- **Work instruction**: The output must match the entries below exactly.

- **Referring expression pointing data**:
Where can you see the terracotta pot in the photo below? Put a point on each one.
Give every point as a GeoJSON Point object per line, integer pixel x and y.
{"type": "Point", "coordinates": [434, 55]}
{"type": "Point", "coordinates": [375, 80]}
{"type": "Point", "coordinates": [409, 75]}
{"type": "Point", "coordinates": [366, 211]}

- **Output of the exercise**:
Where can you see the terracotta pot in the photo below? Put a point on each one.
Give every point as a GeoJSON Point object per line, integer pixel x and y.
{"type": "Point", "coordinates": [434, 55]}
{"type": "Point", "coordinates": [375, 80]}
{"type": "Point", "coordinates": [409, 75]}
{"type": "Point", "coordinates": [366, 211]}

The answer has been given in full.